The State by Anthony de Jasay
Page 20
One suspects, having got this far, that some notion of equality might be this value; we could in that case argue from equality and recommend a distribution as more just than another because it favoured the least favoured, without having to demonstrate that favouring the least favoured is just (which would be an argument for equality rather than from it).
The irony of it all is that had Rawls not tried and failed to prove in the doing, that a theory of distributive justice is possible, it would be much easier to go on believing the universalist claim for democratic values, i.e. (in essence) that equality is valuable because it is the means to the undisputed final ends of justice or utility or perhaps liberty, too, and hence it is rational to choose it. Rawls had made it easier for non-democrats to cry that the Emperor has no clothes.
In the basic, "justice as fairness" version of his theory, Rawls (to my mind successfully) showed that rational self-interested people would concede special terms to each other to regulate the permissible inequalities of burdens and rewards if the only available alternative on offer were their equality. It is self-evident that under his key "difference principle" (inequalities must benefit the least advantaged or else they must go) the corresponding unequal distribution, if there is one, is better for everybody. If it makes the worst-off better off than they would be under equality, it must a fortiori make the best-off even better off, as well as everybody in between. (If the facts of life, production functions or elasticities of supply of effort or whatever, are such that this is in practice not possible, inequalities fail to get justified and the principle commands the distribution to revert to equal.) In an egalitarian distribution, an egalitarian distribution tempered by the difference principle will be regarded as "just," i.e. chosen.
Taking equality as the base case (Rawls also calls it the "initial arrangement" and it is the "appropriate status quo" from which his theory can get going)-the natural presumption-and departures from it as requiring the Paretian justification of unanimous
preference,*33 is in unison with arguing from democracy to justice. That no one seems to protest that here the cart is before the horse, simply shows that Rawls is, at least on this point, quite at one with the evolving liberal ideology. (The critics who, declaring for liberalism or socialism, attack Rawls's ideological content, so to speak, "from the left," accusing him of being a Gladstonian relic, a disciple of the despised Herbert Spencer and an apologist of inequality, seem to me to have well and truly missed the point.)

+--

### INSTRUCTION 1
Update the records starting with the line that contains "Every instance of the cell" and going on through the line that contains "x=365 y=215", replacing "light blue plaid shirt" with "dark green plaid shirt" and leaving everything else unchanged. Give back only those lines.

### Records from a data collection
+--

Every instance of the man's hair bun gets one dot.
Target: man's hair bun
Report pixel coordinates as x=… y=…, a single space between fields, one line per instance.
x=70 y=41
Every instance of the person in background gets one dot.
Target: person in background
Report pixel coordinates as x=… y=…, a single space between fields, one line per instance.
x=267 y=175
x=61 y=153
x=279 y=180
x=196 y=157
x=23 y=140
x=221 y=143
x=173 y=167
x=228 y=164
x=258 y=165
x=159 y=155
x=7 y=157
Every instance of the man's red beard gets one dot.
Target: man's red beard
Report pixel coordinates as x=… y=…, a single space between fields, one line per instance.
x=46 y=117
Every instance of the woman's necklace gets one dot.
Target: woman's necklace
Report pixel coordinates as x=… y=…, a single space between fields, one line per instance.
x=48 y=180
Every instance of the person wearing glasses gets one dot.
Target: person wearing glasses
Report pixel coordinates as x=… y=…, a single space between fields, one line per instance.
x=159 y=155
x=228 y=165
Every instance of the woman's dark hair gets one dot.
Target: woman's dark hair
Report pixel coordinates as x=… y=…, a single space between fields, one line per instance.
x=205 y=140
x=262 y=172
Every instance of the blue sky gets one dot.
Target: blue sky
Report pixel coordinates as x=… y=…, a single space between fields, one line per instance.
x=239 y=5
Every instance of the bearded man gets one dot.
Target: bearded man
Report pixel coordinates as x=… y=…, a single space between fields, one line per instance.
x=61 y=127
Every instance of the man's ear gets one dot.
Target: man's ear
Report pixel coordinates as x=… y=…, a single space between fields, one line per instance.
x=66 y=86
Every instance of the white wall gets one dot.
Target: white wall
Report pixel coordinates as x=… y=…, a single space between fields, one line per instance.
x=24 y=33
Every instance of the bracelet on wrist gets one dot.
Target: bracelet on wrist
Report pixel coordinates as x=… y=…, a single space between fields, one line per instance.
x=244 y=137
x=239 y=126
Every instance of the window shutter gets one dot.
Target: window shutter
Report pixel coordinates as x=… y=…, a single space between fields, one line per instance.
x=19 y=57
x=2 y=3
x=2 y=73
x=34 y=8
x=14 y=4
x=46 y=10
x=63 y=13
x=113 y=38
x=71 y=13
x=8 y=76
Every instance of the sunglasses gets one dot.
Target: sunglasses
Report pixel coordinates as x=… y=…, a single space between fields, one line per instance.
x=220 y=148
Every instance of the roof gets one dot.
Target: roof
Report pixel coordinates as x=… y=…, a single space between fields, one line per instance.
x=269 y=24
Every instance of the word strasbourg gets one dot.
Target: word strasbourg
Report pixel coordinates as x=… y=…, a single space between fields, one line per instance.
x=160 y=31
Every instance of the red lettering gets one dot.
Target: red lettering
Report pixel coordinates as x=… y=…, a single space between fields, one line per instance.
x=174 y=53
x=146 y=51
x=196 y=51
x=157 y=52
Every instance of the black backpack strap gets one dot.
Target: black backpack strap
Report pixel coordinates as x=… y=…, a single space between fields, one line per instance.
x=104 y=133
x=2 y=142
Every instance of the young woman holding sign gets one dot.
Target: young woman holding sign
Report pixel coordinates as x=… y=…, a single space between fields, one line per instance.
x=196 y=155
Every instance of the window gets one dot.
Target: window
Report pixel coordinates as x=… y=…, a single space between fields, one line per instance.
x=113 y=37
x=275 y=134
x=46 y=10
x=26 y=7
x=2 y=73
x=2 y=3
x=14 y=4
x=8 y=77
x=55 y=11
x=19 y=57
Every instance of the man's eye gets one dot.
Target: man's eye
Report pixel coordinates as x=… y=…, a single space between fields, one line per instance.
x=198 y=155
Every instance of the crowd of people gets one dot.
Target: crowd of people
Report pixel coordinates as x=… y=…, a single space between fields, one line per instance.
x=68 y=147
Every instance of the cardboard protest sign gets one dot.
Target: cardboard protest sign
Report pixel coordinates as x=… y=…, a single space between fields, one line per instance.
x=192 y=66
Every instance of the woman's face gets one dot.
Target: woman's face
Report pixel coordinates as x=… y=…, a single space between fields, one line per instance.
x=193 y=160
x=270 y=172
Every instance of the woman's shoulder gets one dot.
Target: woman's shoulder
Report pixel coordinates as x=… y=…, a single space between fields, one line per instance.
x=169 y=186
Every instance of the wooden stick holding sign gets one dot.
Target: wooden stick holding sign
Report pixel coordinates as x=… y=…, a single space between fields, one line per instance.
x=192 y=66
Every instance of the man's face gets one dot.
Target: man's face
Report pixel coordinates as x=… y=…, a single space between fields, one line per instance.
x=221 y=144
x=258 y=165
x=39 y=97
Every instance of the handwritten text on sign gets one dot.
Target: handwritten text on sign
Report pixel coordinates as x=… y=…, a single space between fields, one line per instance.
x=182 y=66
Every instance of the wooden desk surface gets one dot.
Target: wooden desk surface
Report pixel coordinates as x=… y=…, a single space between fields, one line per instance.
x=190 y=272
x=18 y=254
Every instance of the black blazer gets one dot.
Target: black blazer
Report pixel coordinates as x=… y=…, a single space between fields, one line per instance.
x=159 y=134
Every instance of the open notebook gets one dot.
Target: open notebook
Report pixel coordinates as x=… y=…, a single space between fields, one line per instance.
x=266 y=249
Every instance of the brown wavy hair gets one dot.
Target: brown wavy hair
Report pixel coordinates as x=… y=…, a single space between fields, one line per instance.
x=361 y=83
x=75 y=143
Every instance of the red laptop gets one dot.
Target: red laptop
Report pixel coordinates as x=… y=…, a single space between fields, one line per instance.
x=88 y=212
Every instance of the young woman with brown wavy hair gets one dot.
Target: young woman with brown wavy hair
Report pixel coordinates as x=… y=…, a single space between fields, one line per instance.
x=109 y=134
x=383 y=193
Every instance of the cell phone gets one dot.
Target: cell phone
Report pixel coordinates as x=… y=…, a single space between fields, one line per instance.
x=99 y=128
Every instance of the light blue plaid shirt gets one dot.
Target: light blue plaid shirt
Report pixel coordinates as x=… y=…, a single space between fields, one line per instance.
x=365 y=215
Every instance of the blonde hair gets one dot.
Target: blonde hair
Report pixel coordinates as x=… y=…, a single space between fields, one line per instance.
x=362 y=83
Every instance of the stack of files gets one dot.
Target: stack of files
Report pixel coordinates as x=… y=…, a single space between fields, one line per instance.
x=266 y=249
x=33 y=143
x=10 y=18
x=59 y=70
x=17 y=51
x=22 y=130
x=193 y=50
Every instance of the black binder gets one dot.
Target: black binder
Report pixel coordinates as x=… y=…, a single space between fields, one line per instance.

+--

### INSTRUCTION 2
Say whether each statement agrees with the passage on Rawls, answering yes or no and quoting the deciding words. (a) Rawls also refers to equality as the "initial arrangement." (b) The author believes the critics who attack Rawls "from the left" have understood the point. (c) Under the difference principle, inequalities must benefit the most advantaged.

### REPLY 1
Every instance of the cell phone gets one dot.
Target: cell phone
Report pixel coordinates as x=… y=…, a single space between fields, one line per instance.
x=99 y=128
Every instance of the dark green plaid shirt gets one dot.
Target: dark green plaid shirt
Report pixel coordinates as x=… y=…, a single space between fields, one line per instance.
x=365 y=215

### REPLY 2
(a) Yes: "Rawls also calls it the "initial arrangement""
(b) No: "seem to me to have well and truly missed the point"
(c) No: "inequalities must benefit the least advantaged or else they must go"